=== OBJECTIVES ===
1: In the vacation pay question below, how many vacation days does the writer say they have accrued?
2: Reproduce the stretch of the vacation pay question below from "If the manual" through "course of conduct." word for word.

[start EXCERPT TO READ]

I submitted my resignation with a 2 week notice. My employer said that they did not want me to stay and offered 4 more days of pay. I asked about my vacation pay (7 days). They said that they are not giving me that. Thr explanation given, “It’s generous for only working there a year”. The employee manual states, “Upon termination of employment you will be paid for days accrued through the last of the month you terminate employment”. I have accrued 10 days, but have already used 3 of them.

Asked on June 25, 2012 under Employment Labor Law, Georgia

Answers:

SJZ, Member, New York Bar / FreeAdvice Contributing Attorney

Answered 9 years ago | Contributor

The primary issue is whether the manual is suffiently strong and clear as to form an employment contract (an "implied" contract). If it is, then you could enforce its terms as to payment of vacation days on termination of employment. However, most employment manuals do *not* form enforceable agreement; the reason is, most of them have language which limits or negates their enforceability, such as--

"Nothing in this manual constitutes a contract of employment"

"Notwithstanding anything in this manual, all employment is employment at will"

"Policies subject to change without notice" (or "at any time")

If the manual has any disclaimers like this, then it would most likely not create an enforceable contract. However, even if it does not, if you can show otherwise that the employer's demonstable practice was to pay vacation days out when someone only worked there a year or so--that is, you can show that they have either stated previously that they will pay employees in your situation or circumstances, or that they have in fact paid employees in similar circumstances--then you may be able to find an enforceable agreement from their course of conduct.

However, bear in mind that if you believe there is an enforceable agreement, but the employer will not pay, the only way to seek the money would be to sue them, which may or may not be worth it.

[end EXCERPT TO READ]
[start MATERIAL]

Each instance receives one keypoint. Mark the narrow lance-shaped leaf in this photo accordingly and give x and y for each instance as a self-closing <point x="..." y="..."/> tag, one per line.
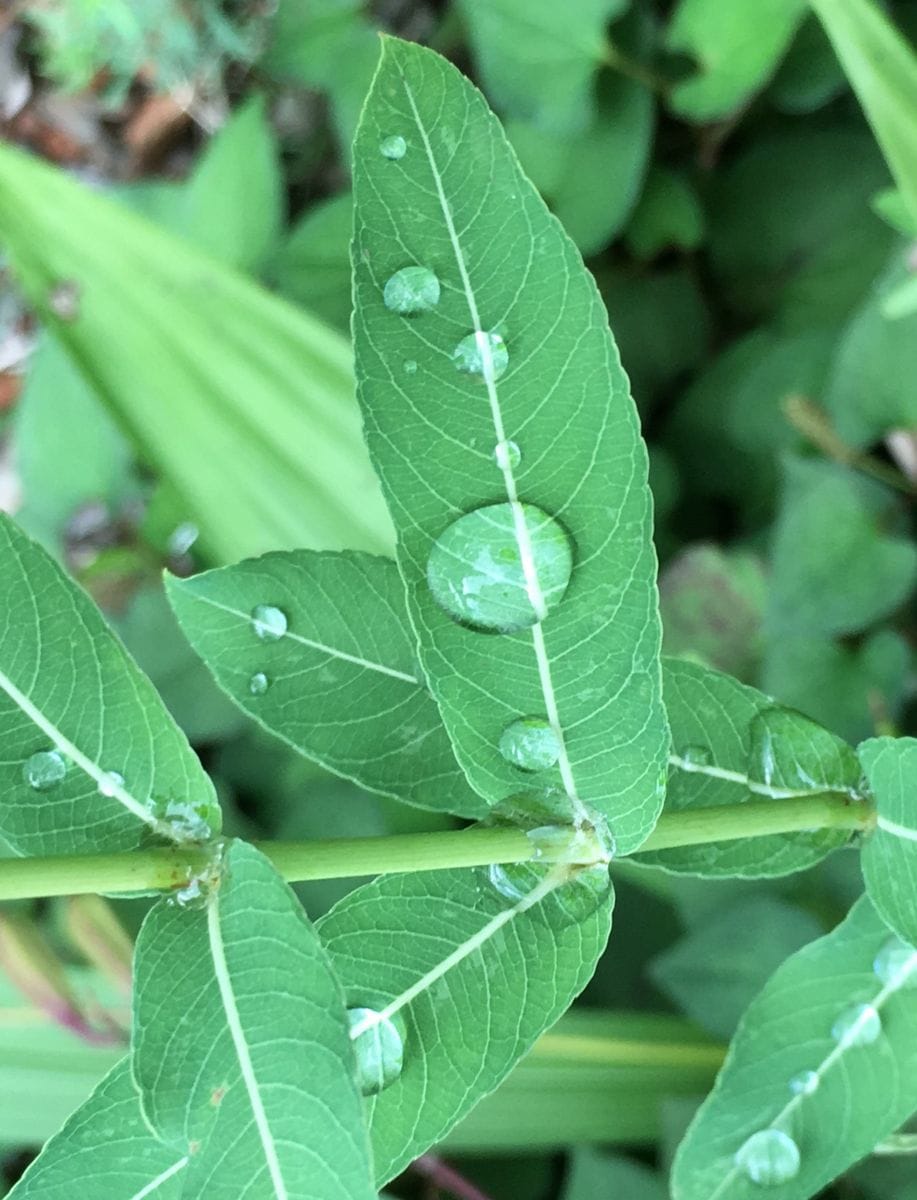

[end MATERIAL]

=== SOLUTIONS BELOW ===
1: 10 days

2:
If the manual has any disclaimers like this, then it would most likely not create an enforceable contract. However, even if it does not, if you can show otherwise that the employer's demonstable practice was to pay vacation days out when someone only worked there a year or so--that is, you can show that they have either stated previously that they will pay employees in your situation or circumstances, or that they have in fact paid employees in similar circumstances--then you may be able to find an enforceable agreement from their course of conduct.